Task brief =
Write out all of these lines again, requests included. Multiply every polygon point coordinate in the answers by 1.8 and round each result to a whole number, rounding halves up.
========
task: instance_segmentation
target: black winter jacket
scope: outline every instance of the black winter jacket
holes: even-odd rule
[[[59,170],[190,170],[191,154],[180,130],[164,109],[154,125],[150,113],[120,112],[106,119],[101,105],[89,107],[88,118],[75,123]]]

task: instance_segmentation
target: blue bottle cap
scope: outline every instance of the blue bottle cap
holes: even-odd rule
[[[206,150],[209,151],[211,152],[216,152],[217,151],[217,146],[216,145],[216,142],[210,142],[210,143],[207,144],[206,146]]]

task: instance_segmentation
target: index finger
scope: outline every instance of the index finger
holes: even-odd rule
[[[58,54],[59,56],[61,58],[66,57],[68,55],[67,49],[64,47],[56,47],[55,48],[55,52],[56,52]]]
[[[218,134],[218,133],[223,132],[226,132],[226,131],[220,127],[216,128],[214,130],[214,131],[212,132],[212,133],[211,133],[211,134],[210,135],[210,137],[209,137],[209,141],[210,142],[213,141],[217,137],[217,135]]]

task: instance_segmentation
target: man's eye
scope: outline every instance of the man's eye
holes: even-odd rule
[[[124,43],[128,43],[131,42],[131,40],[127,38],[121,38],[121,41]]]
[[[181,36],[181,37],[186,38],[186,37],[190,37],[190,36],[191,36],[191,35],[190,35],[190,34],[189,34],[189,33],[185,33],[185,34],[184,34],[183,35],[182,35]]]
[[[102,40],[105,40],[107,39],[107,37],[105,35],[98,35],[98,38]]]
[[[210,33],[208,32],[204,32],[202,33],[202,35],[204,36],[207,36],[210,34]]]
========
Written solution =
task: instance_segmentation
target: black winter jacket
scope: outline every instance of the black winter jacket
holes: even-odd rule
[[[106,306],[342,306],[344,277],[324,234],[295,196],[277,225],[270,203],[216,202],[191,214],[182,189],[160,193],[158,212],[135,221]]]

task: instance_segmentation
target: blue bottle cap
scope: outline every instance of the blue bottle cap
holes: even-odd rule
[[[371,270],[376,272],[380,274],[389,274],[391,272],[391,263],[389,261],[389,256],[378,256],[378,257],[373,259],[371,263]]]

task: instance_segmentation
target: index finger
scope: outline every instance of the index finger
holes: even-odd rule
[[[104,97],[106,101],[110,104],[119,103],[122,99],[121,88],[115,85],[101,85],[99,86],[99,94],[101,94]]]
[[[392,241],[392,239],[401,238],[407,238],[407,236],[396,229],[389,230],[385,234],[385,236],[382,238],[382,239],[380,239],[380,241],[378,243],[378,247],[376,247],[376,254],[378,256],[383,254],[391,247],[391,243]]]

task: instance_segmentation
target: man's eye
scope: outline every instance of the man's eye
holes: even-odd rule
[[[223,77],[230,77],[236,76],[236,72],[229,68],[218,68],[218,74]]]
[[[326,65],[326,67],[335,68],[335,67],[342,67],[342,65],[344,65],[344,63],[342,63],[342,61],[340,61],[340,59],[333,59],[333,61],[331,61],[329,63],[328,63]]]
[[[184,72],[189,72],[193,70],[193,67],[189,63],[176,63],[176,68]]]
[[[378,59],[374,58],[367,58],[364,59],[364,63],[367,65],[373,65],[378,61]]]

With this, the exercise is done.